▶ Aim of the exercise:
Extract every record, exactly as written, and ignore the pictures.
------------
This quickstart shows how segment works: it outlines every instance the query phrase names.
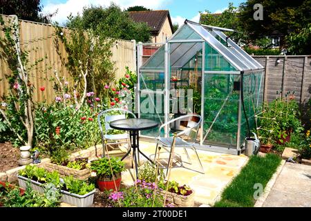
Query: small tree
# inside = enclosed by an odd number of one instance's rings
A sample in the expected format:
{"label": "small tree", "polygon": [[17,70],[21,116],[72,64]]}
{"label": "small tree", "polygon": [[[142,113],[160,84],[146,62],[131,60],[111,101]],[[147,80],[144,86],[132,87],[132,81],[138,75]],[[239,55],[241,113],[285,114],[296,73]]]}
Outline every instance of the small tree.
{"label": "small tree", "polygon": [[[73,19],[69,17],[70,21]],[[100,94],[104,86],[114,80],[115,68],[111,51],[113,41],[100,32],[84,30],[81,21],[75,21],[75,28],[68,32],[57,27],[56,35],[57,51],[59,52],[62,42],[67,52],[67,57],[62,61],[74,79],[73,95],[76,108],[79,109],[88,90]],[[61,56],[60,52],[59,55]]]}
{"label": "small tree", "polygon": [[[3,48],[1,56],[6,59],[11,70],[6,75],[10,85],[9,95],[6,97],[8,110],[6,112],[0,109],[0,113],[19,141],[31,146],[34,132],[34,108],[33,85],[30,81],[29,73],[42,59],[36,61],[33,65],[28,64],[28,53],[23,51],[19,46],[17,17],[11,17],[12,20],[9,19],[7,23],[0,17],[1,30],[5,33],[5,37],[0,38],[0,46]],[[27,141],[23,135],[24,129],[27,132]]]}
------------
▶ Exercise output:
This quickstart shows how segment works: it outlines every instance the query phrase names.
Query: small tree
# inside = enclosed by an odd number of one instance's rings
A sample in the expected format:
{"label": "small tree", "polygon": [[17,70],[21,116],[72,64]]}
{"label": "small tree", "polygon": [[[142,113],[160,84],[146,62],[131,60],[111,101]],[[147,80],[144,86],[132,87],[132,81],[138,75]],[[239,55],[241,113],[285,114],[296,73]]]}
Outline every instance of the small tree.
{"label": "small tree", "polygon": [[[73,19],[69,17],[70,21]],[[100,94],[104,86],[114,80],[115,68],[111,51],[113,41],[100,32],[84,30],[81,21],[75,21],[75,28],[68,32],[57,27],[56,35],[57,51],[59,52],[62,42],[67,52],[67,57],[62,61],[74,79],[73,95],[76,108],[79,109],[88,90]],[[61,56],[60,52],[59,55]]]}
{"label": "small tree", "polygon": [[[3,48],[1,56],[6,59],[11,70],[6,75],[10,85],[9,95],[6,97],[8,110],[6,112],[0,109],[0,113],[19,141],[31,146],[34,132],[34,108],[33,85],[30,81],[29,73],[42,59],[36,61],[33,65],[28,64],[28,53],[23,51],[19,46],[17,17],[11,17],[12,20],[9,19],[7,23],[0,17],[1,30],[5,33],[5,37],[0,38],[0,46]],[[27,141],[23,135],[24,129],[27,132]]]}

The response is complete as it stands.